▸ AIM OF THE EXERCISE
Answer these questions about the thread on using subgroup operations below:
(a) According to the first post, which two subgroup built-in functions are available for now?
(b) In which Chrome version, and on what date, is Chrome planning to ship subgroups?
(c) For which backend did tqchen say warp shuffle support already existed?
##### TEXT SEGMENT
Use subgroup operations when possible #553

beaufortfrancois · 2024-08-20T11:30:40Z

Subgroups can substantially enhance performance and adaptability for machine learning tasks on GPUs. Since they're now available on origin trial, it means https://webllm.mlc.ai/ could take advantage of them.

I'm not sure what is needed yet to make it work... I assume some work in Apache TVM as well.

I highly recommend you check out the quick-start guide at https://developer.chrome.com/blog/new-in-webgpu-128#experimenting_with_subgroups. For info, only subgroupBallot and subgroupBroadcast are there for now but more built-in functions such as subgroupAdd, subgroupAll, subgroupElect, subgroupShuffle will be added in a near future.

beaufortfrancois · 2024-09-03T09:54:08Z

@CharlieFRuan @tqchen What are your thoughts on this?

tqchen · 2024-09-03T14:49:46Z

This is great, subgroup shuffle can be useful for reduction operations. We did have warp shuffle support for metal backend, so maybe we can try add codegen backend for webgpu

beaufortfrancois · 2024-09-03T15:36:26Z

The following subgroup shuffle functions are actually in Chrome 129 (currently beta):

subgroupShuffle(value, id): Returns value from the active invocation whose subgroup_invocation_id matches id.
subgroupShuffleXor(value, mask): Returns value from the active invocation whose subgroup_invocation_id matches subgroup_invocation_id ^ mask. mask must be dynamically uniform.
subgroupShuffleUp(value, delta): Returns value from the active invocation whose subgroup_invocation_id matches subgroup_invocation_id - delta.
subgroupShuffleDown(value, delta): Returns value from the active invocation whose subgroup_invocation_id matches subgroup_invocation_id + delta.

beaufortfrancois · 2024-09-09T06:39:48Z

@tqchen @CharlieFRuan Is this being implemented in Apache TVM?

CharlieFRuan · 2024-09-10T17:35:14Z

Hi @beaufortfrancois Really appreciate the info and suggestions! We think it is a good idea to have it implemented in the TVM flow. Unfortunately, we are a bit out of bandwidth as of now. We'll revisit in the future!

beaufortfrancois · 2025-01-13T10:08:42Z

According to https://groups.google.com/a/chromium.org/g/blink-dev/c/xteMk_tObgI/m/7wt8sloPDAAJ, Chrome is planning to ship subgroups in Chrome 134 (March 4th, 2025). This would be a great time to support them in WebLLM. What do you think folks?

beaufortfrancois · 2025-01-17T09:03:53Z

(gentle ping) @tqchen @CharlieFRuan

CharlieFRuan · 2025-01-21T21:51:37Z

Thanks for the info! Quick question: do all devices support subgroup ops? Or is it a device-dependent thing? Ideally, we only want to host a single set of WGSL kernels for each model, so each user downloads the same .wasm, since WebLLM does ahead-of-time compilation.

beaufortfrancois · 2025-01-22T07:27:42Z

As you can see in https://source.chromium.org/search?q=%22EnableFeature(Feature::subgroups)%22%20f:%5Ethird_party%2Fdawn%2F&ss=chromium, not all devices support subgroups and you need to take this into account.

const adapter = await navigator.gpu.requestAdapter();
if (!adapter.features.has("subgroups")) {
  throw new Error("Subgroups support is not available");
}
// Explicitly request subgroups support.
##########
##### DATA RECORDS
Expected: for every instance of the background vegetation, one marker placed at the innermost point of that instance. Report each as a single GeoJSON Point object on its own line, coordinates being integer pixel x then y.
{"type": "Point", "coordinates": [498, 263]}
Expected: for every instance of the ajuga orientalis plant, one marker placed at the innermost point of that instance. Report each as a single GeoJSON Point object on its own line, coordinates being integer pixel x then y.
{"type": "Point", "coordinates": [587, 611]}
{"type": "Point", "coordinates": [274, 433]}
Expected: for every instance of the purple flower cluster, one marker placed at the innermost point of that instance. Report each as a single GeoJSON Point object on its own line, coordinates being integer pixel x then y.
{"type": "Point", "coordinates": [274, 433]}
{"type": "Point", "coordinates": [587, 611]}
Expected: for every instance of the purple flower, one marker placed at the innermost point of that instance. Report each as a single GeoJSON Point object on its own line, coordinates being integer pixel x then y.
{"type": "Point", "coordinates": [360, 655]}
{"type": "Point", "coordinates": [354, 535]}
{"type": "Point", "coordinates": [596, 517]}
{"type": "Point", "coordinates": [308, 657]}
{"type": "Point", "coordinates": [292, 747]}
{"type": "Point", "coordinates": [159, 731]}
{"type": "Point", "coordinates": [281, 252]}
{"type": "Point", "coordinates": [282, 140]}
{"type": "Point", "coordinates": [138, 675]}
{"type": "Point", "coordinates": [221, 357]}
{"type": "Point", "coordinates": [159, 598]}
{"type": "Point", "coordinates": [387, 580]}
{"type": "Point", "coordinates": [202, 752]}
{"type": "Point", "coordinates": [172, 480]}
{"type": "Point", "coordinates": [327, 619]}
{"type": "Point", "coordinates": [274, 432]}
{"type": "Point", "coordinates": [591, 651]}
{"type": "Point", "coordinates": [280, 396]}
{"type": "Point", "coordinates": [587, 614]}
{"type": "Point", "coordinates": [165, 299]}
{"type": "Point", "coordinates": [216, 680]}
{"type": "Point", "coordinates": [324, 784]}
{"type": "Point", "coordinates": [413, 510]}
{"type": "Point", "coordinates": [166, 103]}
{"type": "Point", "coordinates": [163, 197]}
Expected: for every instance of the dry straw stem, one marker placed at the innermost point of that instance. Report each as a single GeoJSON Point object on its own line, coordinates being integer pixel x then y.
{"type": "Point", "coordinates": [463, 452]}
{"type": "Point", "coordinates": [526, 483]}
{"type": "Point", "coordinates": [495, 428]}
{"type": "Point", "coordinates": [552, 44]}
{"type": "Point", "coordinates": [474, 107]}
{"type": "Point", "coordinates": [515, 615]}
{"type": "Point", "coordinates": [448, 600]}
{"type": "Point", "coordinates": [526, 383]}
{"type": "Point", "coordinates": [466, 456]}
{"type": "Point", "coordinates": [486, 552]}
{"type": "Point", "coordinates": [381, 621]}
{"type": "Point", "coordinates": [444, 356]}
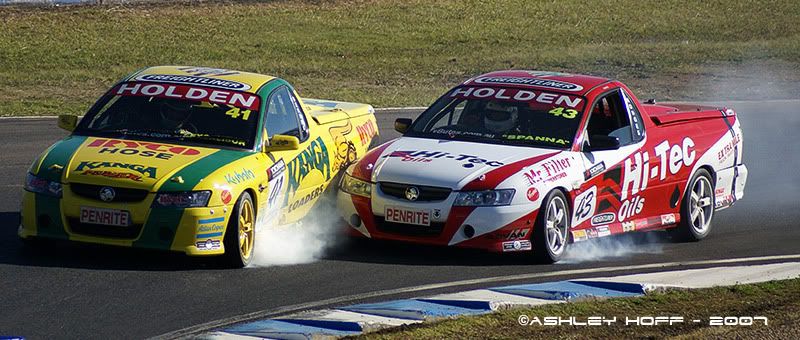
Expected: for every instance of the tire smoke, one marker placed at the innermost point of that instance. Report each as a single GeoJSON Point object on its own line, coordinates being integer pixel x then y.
{"type": "Point", "coordinates": [305, 241]}
{"type": "Point", "coordinates": [612, 247]}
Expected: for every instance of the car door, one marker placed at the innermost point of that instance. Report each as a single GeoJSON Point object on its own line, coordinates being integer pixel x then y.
{"type": "Point", "coordinates": [308, 169]}
{"type": "Point", "coordinates": [611, 193]}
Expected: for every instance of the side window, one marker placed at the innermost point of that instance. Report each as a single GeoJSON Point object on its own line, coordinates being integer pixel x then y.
{"type": "Point", "coordinates": [609, 117]}
{"type": "Point", "coordinates": [284, 116]}
{"type": "Point", "coordinates": [636, 119]}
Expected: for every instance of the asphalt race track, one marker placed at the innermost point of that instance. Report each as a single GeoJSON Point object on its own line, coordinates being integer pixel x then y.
{"type": "Point", "coordinates": [80, 291]}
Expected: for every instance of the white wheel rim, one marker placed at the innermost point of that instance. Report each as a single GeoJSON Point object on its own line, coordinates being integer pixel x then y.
{"type": "Point", "coordinates": [701, 208]}
{"type": "Point", "coordinates": [556, 225]}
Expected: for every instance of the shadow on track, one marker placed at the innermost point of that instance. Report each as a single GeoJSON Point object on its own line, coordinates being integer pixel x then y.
{"type": "Point", "coordinates": [89, 256]}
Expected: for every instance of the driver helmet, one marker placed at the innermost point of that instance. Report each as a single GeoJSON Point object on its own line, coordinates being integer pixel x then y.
{"type": "Point", "coordinates": [500, 117]}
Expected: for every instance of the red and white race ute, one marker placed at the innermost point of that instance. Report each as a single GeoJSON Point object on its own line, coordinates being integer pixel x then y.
{"type": "Point", "coordinates": [531, 161]}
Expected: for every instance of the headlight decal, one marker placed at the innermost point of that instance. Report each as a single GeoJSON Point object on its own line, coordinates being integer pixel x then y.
{"type": "Point", "coordinates": [484, 198]}
{"type": "Point", "coordinates": [355, 186]}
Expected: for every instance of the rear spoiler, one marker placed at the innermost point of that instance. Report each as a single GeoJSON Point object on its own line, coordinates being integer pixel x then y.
{"type": "Point", "coordinates": [680, 117]}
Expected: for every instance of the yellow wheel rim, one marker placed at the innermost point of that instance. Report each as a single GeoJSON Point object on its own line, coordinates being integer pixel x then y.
{"type": "Point", "coordinates": [246, 229]}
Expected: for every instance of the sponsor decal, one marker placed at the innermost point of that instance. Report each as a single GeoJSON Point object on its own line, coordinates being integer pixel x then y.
{"type": "Point", "coordinates": [113, 174]}
{"type": "Point", "coordinates": [226, 97]}
{"type": "Point", "coordinates": [423, 156]}
{"type": "Point", "coordinates": [519, 233]}
{"type": "Point", "coordinates": [518, 245]}
{"type": "Point", "coordinates": [207, 245]}
{"type": "Point", "coordinates": [345, 150]}
{"type": "Point", "coordinates": [194, 80]}
{"type": "Point", "coordinates": [511, 94]}
{"type": "Point", "coordinates": [120, 218]}
{"type": "Point", "coordinates": [585, 204]}
{"type": "Point", "coordinates": [547, 171]}
{"type": "Point", "coordinates": [628, 226]}
{"type": "Point", "coordinates": [603, 219]}
{"type": "Point", "coordinates": [366, 131]}
{"type": "Point", "coordinates": [240, 177]}
{"type": "Point", "coordinates": [208, 71]}
{"type": "Point", "coordinates": [551, 140]}
{"type": "Point", "coordinates": [553, 84]}
{"type": "Point", "coordinates": [544, 74]}
{"type": "Point", "coordinates": [630, 207]}
{"type": "Point", "coordinates": [673, 157]}
{"type": "Point", "coordinates": [212, 220]}
{"type": "Point", "coordinates": [724, 201]}
{"type": "Point", "coordinates": [728, 148]}
{"type": "Point", "coordinates": [226, 196]}
{"type": "Point", "coordinates": [667, 219]}
{"type": "Point", "coordinates": [407, 215]}
{"type": "Point", "coordinates": [210, 228]}
{"type": "Point", "coordinates": [88, 166]}
{"type": "Point", "coordinates": [313, 158]}
{"type": "Point", "coordinates": [307, 198]}
{"type": "Point", "coordinates": [276, 169]}
{"type": "Point", "coordinates": [533, 194]}
{"type": "Point", "coordinates": [142, 149]}
{"type": "Point", "coordinates": [594, 170]}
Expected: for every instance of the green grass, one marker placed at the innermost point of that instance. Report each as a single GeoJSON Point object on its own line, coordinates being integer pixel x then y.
{"type": "Point", "coordinates": [384, 52]}
{"type": "Point", "coordinates": [779, 301]}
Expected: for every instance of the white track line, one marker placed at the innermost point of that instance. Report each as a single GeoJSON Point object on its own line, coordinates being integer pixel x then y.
{"type": "Point", "coordinates": [342, 299]}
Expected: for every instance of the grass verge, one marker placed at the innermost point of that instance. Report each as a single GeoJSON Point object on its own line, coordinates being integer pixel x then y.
{"type": "Point", "coordinates": [779, 301]}
{"type": "Point", "coordinates": [393, 53]}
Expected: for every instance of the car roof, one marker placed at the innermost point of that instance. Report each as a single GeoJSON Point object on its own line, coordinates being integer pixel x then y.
{"type": "Point", "coordinates": [555, 81]}
{"type": "Point", "coordinates": [232, 79]}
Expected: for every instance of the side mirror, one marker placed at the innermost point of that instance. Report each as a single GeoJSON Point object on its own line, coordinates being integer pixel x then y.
{"type": "Point", "coordinates": [401, 124]}
{"type": "Point", "coordinates": [282, 142]}
{"type": "Point", "coordinates": [601, 142]}
{"type": "Point", "coordinates": [68, 122]}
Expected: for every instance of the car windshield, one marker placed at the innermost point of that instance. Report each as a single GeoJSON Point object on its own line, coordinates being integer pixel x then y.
{"type": "Point", "coordinates": [176, 114]}
{"type": "Point", "coordinates": [502, 115]}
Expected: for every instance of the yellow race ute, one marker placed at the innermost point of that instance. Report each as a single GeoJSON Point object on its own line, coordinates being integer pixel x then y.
{"type": "Point", "coordinates": [191, 159]}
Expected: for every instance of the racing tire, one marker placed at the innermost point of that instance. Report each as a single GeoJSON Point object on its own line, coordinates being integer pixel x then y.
{"type": "Point", "coordinates": [697, 209]}
{"type": "Point", "coordinates": [240, 235]}
{"type": "Point", "coordinates": [550, 233]}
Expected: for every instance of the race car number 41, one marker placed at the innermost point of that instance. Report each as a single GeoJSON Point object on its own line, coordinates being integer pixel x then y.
{"type": "Point", "coordinates": [118, 218]}
{"type": "Point", "coordinates": [408, 216]}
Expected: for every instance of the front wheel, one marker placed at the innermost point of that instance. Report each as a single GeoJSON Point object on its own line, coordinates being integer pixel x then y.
{"type": "Point", "coordinates": [697, 208]}
{"type": "Point", "coordinates": [240, 235]}
{"type": "Point", "coordinates": [550, 236]}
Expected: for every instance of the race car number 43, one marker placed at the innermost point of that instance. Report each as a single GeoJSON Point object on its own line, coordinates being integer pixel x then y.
{"type": "Point", "coordinates": [118, 218]}
{"type": "Point", "coordinates": [408, 216]}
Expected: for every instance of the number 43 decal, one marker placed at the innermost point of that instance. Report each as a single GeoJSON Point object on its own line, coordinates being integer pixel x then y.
{"type": "Point", "coordinates": [566, 113]}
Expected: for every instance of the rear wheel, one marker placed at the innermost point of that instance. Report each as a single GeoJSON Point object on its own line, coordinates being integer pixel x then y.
{"type": "Point", "coordinates": [240, 235]}
{"type": "Point", "coordinates": [697, 209]}
{"type": "Point", "coordinates": [550, 236]}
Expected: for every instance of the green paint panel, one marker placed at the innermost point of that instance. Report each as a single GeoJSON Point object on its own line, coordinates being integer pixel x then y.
{"type": "Point", "coordinates": [59, 154]}
{"type": "Point", "coordinates": [50, 206]}
{"type": "Point", "coordinates": [193, 173]}
{"type": "Point", "coordinates": [159, 230]}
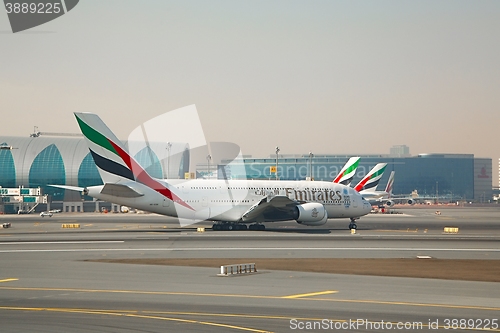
##########
▸ RESPONSE TO THE EXERCISE
(a) subgroupBallot and subgroupBroadcast.
(b) Chrome 134, on March 4th, 2025.
(c) The metal backend.